DATA PROVIDED →
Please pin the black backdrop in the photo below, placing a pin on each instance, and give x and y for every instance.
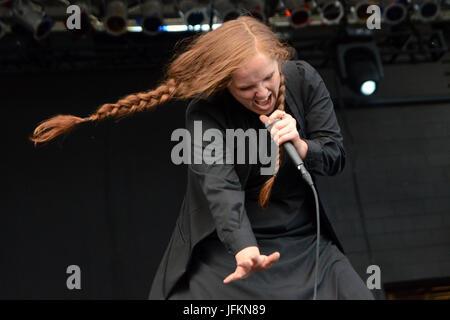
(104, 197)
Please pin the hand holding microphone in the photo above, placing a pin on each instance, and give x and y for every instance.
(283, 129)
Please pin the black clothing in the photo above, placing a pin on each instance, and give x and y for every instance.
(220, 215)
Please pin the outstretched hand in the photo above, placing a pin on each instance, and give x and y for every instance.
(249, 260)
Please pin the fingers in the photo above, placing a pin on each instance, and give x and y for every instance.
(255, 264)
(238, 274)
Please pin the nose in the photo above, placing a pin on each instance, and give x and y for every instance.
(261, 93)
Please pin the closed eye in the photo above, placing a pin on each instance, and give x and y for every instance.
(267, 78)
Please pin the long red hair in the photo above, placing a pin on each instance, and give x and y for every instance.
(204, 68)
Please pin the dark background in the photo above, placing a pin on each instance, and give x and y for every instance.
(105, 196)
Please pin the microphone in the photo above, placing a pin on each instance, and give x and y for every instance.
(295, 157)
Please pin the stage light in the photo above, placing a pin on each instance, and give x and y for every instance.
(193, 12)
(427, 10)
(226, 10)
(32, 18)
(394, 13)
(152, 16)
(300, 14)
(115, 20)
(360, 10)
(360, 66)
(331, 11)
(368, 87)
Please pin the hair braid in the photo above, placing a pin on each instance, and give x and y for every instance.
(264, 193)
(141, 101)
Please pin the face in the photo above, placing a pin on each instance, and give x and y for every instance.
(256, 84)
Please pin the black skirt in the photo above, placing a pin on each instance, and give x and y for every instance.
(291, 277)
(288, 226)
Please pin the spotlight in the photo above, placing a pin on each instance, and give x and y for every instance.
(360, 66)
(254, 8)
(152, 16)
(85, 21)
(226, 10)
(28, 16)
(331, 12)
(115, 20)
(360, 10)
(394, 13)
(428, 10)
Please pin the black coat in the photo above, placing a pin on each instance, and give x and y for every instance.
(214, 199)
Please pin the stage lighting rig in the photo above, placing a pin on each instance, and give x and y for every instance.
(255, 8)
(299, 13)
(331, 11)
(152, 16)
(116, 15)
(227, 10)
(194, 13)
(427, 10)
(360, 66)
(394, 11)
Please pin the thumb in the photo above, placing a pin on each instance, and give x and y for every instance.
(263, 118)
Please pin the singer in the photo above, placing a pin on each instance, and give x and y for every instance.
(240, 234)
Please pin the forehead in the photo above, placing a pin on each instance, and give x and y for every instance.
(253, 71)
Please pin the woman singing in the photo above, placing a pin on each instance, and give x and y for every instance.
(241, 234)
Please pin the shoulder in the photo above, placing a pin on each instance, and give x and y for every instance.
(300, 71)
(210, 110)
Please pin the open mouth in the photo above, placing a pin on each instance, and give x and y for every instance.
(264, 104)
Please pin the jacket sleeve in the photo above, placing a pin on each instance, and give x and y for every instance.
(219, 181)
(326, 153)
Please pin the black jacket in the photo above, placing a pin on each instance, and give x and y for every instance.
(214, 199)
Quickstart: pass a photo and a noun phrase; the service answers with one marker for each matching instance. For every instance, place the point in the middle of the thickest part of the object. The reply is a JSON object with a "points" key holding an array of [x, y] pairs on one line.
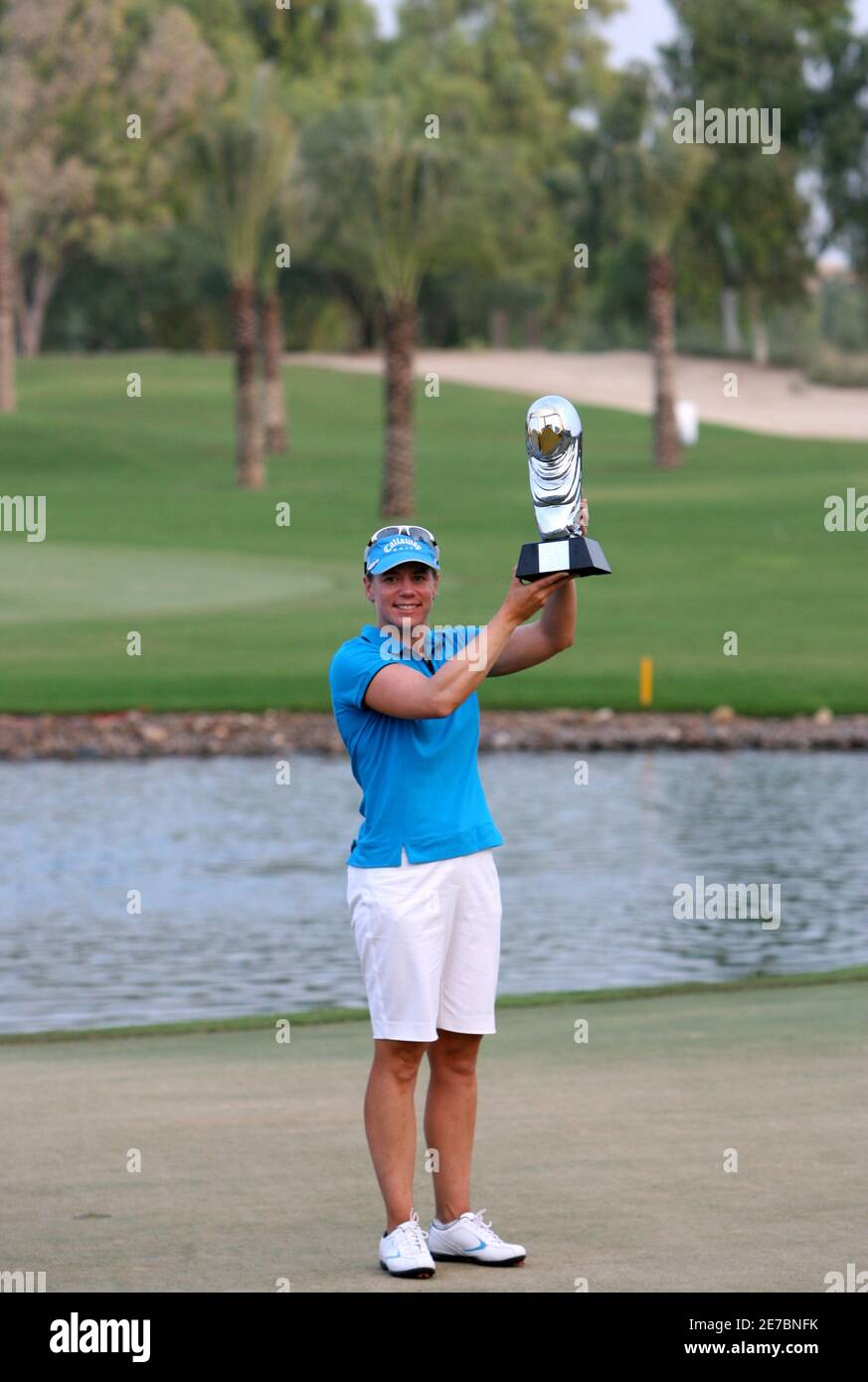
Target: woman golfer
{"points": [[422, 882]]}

==

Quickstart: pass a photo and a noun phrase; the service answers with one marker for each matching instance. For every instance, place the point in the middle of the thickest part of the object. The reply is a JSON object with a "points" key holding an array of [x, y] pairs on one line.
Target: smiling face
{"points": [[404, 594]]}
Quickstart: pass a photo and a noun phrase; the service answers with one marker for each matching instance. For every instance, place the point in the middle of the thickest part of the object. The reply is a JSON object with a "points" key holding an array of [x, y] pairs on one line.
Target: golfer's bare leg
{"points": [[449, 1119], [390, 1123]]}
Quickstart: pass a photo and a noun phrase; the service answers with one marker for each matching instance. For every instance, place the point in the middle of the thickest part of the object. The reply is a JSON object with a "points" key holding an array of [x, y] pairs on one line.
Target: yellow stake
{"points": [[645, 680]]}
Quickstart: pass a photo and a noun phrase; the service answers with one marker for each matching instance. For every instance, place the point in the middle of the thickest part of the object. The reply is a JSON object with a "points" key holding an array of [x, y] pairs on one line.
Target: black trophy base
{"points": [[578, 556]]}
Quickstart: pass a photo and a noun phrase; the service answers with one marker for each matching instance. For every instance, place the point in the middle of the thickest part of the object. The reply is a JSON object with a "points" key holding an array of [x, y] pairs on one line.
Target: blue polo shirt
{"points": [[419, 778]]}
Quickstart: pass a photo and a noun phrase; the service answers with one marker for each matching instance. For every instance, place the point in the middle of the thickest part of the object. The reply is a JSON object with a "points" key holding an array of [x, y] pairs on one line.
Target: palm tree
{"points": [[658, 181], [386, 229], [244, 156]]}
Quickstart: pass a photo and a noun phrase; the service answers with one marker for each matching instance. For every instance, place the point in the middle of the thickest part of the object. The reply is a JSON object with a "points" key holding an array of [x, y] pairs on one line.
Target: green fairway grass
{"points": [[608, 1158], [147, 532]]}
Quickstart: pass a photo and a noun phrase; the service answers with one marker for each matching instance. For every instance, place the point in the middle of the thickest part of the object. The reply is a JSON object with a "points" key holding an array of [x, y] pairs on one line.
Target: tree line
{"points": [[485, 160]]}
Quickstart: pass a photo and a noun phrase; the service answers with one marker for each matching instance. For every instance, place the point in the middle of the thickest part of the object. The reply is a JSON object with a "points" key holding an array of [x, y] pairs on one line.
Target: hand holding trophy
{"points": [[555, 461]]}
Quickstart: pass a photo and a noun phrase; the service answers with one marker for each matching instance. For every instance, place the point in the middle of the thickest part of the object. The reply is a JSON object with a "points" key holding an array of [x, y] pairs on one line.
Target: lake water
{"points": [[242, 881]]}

WORK TO BE COMPLETED → Locate each line in the data above that contains the string "face", and copy every such line.

FINISHED ANSWER →
Please pin the face in the photo above, placing a pin on each instance, and give x and y for every instance.
Target: smiling face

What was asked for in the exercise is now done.